_INSTRUCTIONS FOR THE TASK_.
Copy the records from their start up to and including the line with "[(308, 201)]", swapping each "woman's" for "girl's" and leaving everything else unchanged.

_MATERIAL FOR THIS TASK_.
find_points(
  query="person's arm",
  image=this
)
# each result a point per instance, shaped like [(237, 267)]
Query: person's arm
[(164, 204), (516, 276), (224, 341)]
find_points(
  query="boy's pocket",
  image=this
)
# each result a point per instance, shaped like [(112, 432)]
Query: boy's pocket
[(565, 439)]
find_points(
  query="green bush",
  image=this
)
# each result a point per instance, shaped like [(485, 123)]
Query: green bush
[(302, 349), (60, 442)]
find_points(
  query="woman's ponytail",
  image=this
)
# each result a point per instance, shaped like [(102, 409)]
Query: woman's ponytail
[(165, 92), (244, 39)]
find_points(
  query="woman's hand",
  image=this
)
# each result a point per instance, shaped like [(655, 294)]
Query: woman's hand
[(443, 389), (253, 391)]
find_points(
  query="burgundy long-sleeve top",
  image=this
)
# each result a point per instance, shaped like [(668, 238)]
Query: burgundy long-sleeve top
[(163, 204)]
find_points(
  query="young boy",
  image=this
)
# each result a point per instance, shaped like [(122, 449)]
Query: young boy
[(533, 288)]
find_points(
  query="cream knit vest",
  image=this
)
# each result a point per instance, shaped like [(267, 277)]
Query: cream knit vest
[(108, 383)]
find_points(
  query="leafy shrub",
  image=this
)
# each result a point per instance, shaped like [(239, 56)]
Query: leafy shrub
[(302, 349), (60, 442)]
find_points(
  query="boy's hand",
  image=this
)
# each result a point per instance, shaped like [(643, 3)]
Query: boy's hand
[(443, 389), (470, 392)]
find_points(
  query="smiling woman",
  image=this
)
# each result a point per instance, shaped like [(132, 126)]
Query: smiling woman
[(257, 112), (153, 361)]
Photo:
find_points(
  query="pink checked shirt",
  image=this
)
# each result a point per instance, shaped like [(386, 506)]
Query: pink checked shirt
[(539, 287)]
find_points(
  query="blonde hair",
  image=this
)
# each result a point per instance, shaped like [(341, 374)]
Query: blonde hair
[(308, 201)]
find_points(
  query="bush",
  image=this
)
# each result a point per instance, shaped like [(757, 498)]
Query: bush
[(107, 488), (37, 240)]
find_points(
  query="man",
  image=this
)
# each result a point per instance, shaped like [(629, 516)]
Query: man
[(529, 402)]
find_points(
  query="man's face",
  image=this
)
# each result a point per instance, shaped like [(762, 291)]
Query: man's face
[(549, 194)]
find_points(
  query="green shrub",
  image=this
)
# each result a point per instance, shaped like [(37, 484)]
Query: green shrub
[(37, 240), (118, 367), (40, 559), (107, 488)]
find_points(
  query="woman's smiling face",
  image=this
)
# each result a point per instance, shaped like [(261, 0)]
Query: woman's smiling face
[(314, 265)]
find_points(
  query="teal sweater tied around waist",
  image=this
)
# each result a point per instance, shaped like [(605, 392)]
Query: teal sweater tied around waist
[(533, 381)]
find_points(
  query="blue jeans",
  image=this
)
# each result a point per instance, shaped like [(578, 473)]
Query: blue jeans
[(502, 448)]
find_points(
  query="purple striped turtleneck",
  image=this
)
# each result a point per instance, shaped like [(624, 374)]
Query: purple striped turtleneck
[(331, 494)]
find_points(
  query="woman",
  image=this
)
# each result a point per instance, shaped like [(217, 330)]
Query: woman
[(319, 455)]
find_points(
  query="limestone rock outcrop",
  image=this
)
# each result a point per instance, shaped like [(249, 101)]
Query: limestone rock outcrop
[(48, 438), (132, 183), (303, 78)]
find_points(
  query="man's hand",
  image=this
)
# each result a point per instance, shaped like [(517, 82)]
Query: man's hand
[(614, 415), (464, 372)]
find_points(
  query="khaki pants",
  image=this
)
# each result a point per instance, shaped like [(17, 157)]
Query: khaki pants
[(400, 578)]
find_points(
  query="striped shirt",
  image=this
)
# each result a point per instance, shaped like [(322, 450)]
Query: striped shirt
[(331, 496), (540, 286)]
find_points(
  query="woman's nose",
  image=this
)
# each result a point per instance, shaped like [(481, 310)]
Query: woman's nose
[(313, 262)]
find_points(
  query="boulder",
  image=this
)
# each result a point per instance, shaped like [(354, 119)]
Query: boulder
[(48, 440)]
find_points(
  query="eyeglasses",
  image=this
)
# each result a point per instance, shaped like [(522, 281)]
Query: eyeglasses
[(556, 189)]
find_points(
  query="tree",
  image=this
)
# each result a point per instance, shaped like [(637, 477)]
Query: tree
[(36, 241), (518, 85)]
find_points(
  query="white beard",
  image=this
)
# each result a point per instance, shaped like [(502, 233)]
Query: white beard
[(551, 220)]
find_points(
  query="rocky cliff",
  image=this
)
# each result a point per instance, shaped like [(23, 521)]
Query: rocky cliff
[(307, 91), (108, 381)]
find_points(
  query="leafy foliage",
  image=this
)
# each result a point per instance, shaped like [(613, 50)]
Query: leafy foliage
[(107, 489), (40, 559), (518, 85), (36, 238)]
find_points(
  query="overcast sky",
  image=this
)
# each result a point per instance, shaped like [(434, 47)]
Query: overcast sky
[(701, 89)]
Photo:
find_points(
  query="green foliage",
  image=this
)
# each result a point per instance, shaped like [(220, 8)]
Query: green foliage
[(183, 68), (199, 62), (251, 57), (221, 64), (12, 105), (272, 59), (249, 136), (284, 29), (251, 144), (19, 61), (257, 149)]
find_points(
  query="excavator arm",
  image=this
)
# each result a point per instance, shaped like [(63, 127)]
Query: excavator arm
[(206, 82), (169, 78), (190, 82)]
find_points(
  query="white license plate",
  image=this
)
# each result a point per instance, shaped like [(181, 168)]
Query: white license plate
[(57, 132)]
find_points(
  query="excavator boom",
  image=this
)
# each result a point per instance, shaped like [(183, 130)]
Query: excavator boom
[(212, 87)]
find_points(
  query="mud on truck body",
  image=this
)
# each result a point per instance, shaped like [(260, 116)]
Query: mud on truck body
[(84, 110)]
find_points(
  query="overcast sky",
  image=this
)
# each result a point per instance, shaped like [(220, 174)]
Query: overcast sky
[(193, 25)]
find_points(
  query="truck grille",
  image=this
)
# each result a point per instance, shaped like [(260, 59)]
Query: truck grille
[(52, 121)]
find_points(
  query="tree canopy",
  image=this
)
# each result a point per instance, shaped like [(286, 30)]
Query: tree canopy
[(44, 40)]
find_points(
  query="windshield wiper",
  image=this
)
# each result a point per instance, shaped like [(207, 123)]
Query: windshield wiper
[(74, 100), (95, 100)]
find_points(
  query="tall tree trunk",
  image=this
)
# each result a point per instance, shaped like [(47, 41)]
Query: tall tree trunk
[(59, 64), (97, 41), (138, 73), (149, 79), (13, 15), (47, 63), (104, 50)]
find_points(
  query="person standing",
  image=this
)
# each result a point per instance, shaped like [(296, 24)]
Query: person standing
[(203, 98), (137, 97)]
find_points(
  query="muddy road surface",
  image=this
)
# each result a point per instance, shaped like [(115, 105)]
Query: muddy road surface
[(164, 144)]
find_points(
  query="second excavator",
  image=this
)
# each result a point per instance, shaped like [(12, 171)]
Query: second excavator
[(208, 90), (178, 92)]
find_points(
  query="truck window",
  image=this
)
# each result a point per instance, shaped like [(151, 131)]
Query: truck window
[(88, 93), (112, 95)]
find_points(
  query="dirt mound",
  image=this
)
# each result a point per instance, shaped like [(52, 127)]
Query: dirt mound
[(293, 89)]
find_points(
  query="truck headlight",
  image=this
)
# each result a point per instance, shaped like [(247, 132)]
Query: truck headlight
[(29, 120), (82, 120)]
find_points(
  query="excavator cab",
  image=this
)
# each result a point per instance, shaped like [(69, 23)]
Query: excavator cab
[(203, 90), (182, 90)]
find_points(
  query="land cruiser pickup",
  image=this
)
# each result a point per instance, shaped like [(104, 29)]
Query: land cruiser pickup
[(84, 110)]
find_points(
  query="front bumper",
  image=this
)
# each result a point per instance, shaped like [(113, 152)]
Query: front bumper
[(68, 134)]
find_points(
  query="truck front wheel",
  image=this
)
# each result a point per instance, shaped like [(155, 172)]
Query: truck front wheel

_EXERCISE RESPONSE_.
find_points(
  query="person's arm",
  image=this
)
# each result a point per instance, shaped like [(237, 267)]
Query: person's arm
[(164, 204), (516, 276), (224, 341)]
find_points(
  query="boy's pocket",
  image=this
)
# each result a point per instance, shaped like [(112, 432)]
Query: boy's pocket
[(565, 439)]
find_points(
  query="green bush",
  image=this
)
# each result a point per instance, shaped like [(485, 123)]
Query: green bush
[(302, 349), (60, 442)]
find_points(
  query="girl's ponytail",
  image=this
)
# each result a point per instance, shaped like [(102, 409)]
Query: girl's ponytail
[(165, 92), (244, 39)]
find_points(
  query="girl's hand",
  image=this
)
# each result a point per instance, shaped like [(655, 294)]
Query: girl's hand
[(443, 389), (253, 391)]
find_points(
  query="burgundy long-sleeve top",
  image=this
)
# each result a point per instance, shaped like [(668, 238)]
Query: burgundy long-sleeve top
[(163, 204)]
find_points(
  query="young boy",
  image=this
)
# each result a point per instance, shaped like [(122, 449)]
Query: young boy
[(533, 288)]
find_points(
  query="cream knit vest",
  image=this
)
# each result a point per instance, shaped like [(267, 277)]
Query: cream knit vest
[(108, 383)]
find_points(
  query="leafy shrub",
  image=this
)
# each result a point per instance, shaped like [(239, 56)]
Query: leafy shrub
[(302, 349), (60, 442)]
find_points(
  query="boy's hand",
  image=this
)
# each result a point per instance, shaped like [(643, 3)]
Query: boy's hand
[(443, 389), (470, 392)]
find_points(
  query="smiling woman",
  image=this
)
# each result a point per instance, shaped like [(132, 126)]
Query: smiling woman
[(257, 112), (153, 361)]
Photo:
find_points(
  query="pink checked shirt",
  image=this
)
# each result a point per instance, shaped like [(386, 506)]
Query: pink checked shirt
[(539, 287)]
find_points(
  query="blonde hair",
  image=this
)
# each result a point per instance, shaped like [(341, 374)]
Query: blonde hair
[(308, 201)]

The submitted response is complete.